What the exercise asks — Your answer must consist of the records exactly as given, with no pictures included.

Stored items
=== Begin Enclosure ===

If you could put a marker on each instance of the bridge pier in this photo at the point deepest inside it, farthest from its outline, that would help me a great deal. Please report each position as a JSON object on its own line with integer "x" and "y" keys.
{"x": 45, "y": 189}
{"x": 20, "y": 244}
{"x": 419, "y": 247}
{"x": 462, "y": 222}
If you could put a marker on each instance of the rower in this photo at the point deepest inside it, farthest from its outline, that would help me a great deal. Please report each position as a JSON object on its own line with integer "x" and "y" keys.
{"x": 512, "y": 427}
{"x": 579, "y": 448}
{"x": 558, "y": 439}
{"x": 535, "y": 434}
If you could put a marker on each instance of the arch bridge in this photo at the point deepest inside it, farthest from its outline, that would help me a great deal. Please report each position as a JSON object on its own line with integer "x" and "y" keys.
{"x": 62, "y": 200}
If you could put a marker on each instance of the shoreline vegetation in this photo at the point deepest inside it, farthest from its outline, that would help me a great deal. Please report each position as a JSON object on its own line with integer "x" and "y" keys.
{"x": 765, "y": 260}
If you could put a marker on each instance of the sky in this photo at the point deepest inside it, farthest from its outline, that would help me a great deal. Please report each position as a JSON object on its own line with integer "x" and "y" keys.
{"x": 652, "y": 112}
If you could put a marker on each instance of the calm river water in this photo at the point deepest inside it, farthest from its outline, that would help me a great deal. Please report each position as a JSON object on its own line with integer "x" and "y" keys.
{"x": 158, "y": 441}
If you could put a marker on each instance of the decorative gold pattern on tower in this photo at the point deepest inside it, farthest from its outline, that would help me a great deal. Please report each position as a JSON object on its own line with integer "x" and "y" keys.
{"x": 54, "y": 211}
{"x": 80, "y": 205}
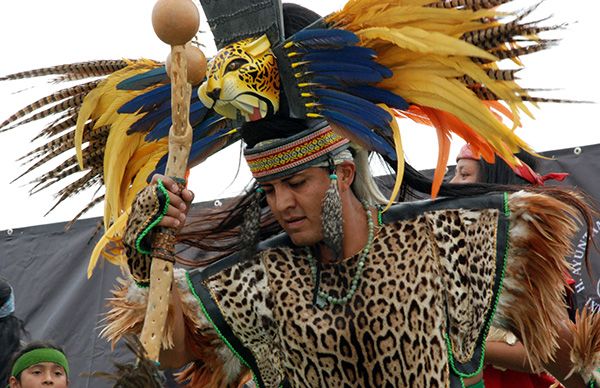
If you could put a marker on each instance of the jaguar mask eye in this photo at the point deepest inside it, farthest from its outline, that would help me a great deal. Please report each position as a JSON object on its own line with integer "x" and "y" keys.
{"x": 243, "y": 79}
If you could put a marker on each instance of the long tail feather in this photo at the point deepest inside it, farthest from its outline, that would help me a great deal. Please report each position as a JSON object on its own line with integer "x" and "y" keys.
{"x": 72, "y": 71}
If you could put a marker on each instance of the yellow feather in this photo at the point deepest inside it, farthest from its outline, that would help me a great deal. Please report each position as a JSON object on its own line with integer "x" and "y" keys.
{"x": 422, "y": 41}
{"x": 399, "y": 157}
{"x": 110, "y": 235}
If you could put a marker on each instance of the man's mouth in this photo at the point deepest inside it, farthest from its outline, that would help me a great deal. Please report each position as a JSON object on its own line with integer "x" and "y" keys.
{"x": 294, "y": 222}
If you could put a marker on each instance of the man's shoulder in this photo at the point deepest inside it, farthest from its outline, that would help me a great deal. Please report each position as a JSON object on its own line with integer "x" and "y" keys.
{"x": 410, "y": 210}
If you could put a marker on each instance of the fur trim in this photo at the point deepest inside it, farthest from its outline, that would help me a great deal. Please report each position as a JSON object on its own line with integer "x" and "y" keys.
{"x": 532, "y": 302}
{"x": 127, "y": 313}
{"x": 217, "y": 366}
{"x": 585, "y": 353}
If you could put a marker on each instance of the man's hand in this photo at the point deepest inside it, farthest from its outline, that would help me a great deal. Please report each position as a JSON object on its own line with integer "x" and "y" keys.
{"x": 179, "y": 205}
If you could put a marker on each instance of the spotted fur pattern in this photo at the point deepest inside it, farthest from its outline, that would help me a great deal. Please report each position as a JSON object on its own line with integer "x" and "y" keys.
{"x": 145, "y": 209}
{"x": 240, "y": 78}
{"x": 392, "y": 332}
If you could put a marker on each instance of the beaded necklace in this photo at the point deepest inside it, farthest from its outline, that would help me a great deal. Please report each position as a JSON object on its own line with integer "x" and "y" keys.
{"x": 322, "y": 298}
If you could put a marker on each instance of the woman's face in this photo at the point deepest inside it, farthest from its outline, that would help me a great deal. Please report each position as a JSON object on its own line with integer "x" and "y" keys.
{"x": 44, "y": 374}
{"x": 467, "y": 171}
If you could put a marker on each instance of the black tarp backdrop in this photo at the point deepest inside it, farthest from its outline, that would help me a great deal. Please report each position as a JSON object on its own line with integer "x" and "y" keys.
{"x": 583, "y": 166}
{"x": 47, "y": 268}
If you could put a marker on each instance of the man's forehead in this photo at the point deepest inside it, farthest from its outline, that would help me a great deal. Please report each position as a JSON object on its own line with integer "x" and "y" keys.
{"x": 306, "y": 171}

=== End Enclosure ===

Solved problem —
If you could put a marker on each instance of the bridge pier in this photo at the point deepest inside it, farthest from its outline, that would help me a great deal. Please report each position as a JSON object on its own line with integer "x" and "y" keys.
{"x": 45, "y": 189}
{"x": 20, "y": 244}
{"x": 419, "y": 247}
{"x": 462, "y": 222}
If you could put a marker on each instance of the rower in this photo at the point deepest inside it, farthest from its outline, that would help me a great deal. Please report each position as a JSON object on its own line with integer "x" and "y" keys.
{"x": 512, "y": 427}
{"x": 579, "y": 448}
{"x": 558, "y": 439}
{"x": 535, "y": 434}
If you could put a marker on each instance of the arch bridge in this photo at the point deepest inside it, farthest from its outline, that would help me a great deal. Please report each position as a JSON object on its own line with integer "x" and "y" keys.
{"x": 62, "y": 200}
If you could put a marker on each instance of the shoreline vegetation in this photo at the point deepest inside it, farthest from its outline, that would help me a great deal. Please report each position as a JSON object on its own line with integer "x" and "y" keys.
{"x": 765, "y": 260}
If you could put a marker on each instance of the sky in this photo at the point deepest inside it, farthest from its outline, that would help me a great deal. Please report each position as a JSON object on its own line with integer "x" and "y" keys.
{"x": 652, "y": 112}
If you could put a marker on each instance of the calm river water in this photo at the point deepest inside it, farthest from its outline, that would help me a great deal. Please report each position as a JSON object on its own line with integer "x" and "y" keys.
{"x": 158, "y": 441}
If you could put a marker on each instance of the decorative gold pattern on tower in this photo at the point deepest inside it, farthest from its outline, that would help me a great deal. Please report each position as a JSON object on its own line with integer "x" and "y" keys.
{"x": 54, "y": 211}
{"x": 80, "y": 205}
If you could put a marker on each instance of the jaguar mask eye in this photo at the point deepest inside it, farthest from its outline, that would help me a great deal. Please report each position as a JSON object on its own line with integer "x" and "y" keys.
{"x": 243, "y": 79}
If you could put a marker on each instance of the long tail feather in this photo at the point deepest inside it, farthest from its outline, that would help me a great deal. Please report each position as a JSON object on its own line with integer "x" and "y" keys.
{"x": 72, "y": 71}
If you could put a marker on each instance of the yellow feather in this photo at the point deepest inside it, farthest from its outline, that would help me a great deal. Please report each position as a JSON object on its own line with integer "x" and "y" keys.
{"x": 422, "y": 41}
{"x": 399, "y": 157}
{"x": 110, "y": 235}
If you could put a marker on each instance of the man's mouth in this photo at the point deepest inside it, farthest from its outline, that would help me a great deal. Please report each position as a JSON object on its own line with integer "x" and "y" keys.
{"x": 294, "y": 222}
If you could put a marker on each instance of the man's shoulder in this photo at the point deepest inside it, farthest from its outline, that would help me a great deal. Please report each position as a JSON object on its own line with integer "x" and "y" keys.
{"x": 410, "y": 210}
If you could put a marker on each instance of the fur trim in this photo at the point deepest inside it, farthest from its outline, that would help me a great deal. Please report each position as a JSON object on its own line with integer "x" and "y" keys.
{"x": 532, "y": 302}
{"x": 127, "y": 313}
{"x": 217, "y": 366}
{"x": 585, "y": 353}
If you could put a marker on each instance of the man's hand in this photo at the point deepest inside it, farthest from its outline, that would help me a great deal. Please report each position as a JSON object on its own line with integer "x" and "y" keys.
{"x": 179, "y": 205}
If you could put a marker on each instance of the spotted fur pattern in this photo at the point deepest inside it, farthest from its outline, that would help me a great deal. Please report each position as a JSON object on its own line with integer "x" and "y" keys.
{"x": 145, "y": 209}
{"x": 240, "y": 78}
{"x": 392, "y": 332}
If you could put a marker on each instance of the beaded necklace in this photo at the point deepest inside it, farthest from its outline, that would help me a great deal. Please report each position as a JSON object on its own line with integer "x" and "y" keys.
{"x": 322, "y": 298}
If you could put a marker on each instance of the woman's face in this photo at the point deepest inside it, farthest from its outline, that would help me a great deal. Please report each position as a JSON object on its own line with integer "x" and "y" keys.
{"x": 44, "y": 374}
{"x": 467, "y": 171}
If you could put a marker on each instance of the black tarp backdrop in this photo at the point deepest inside it, farthest from its outline, that would help me a great deal. Please report each position as a JSON object on its own line with integer "x" and "y" keys.
{"x": 583, "y": 166}
{"x": 47, "y": 268}
If you could put a marker on each instance of the man's forehead in this photo at the point deepest inside it, farthest from its outline, that would help me a great deal. Please report each position as a JSON object on its own line with integer "x" and "y" keys.
{"x": 306, "y": 171}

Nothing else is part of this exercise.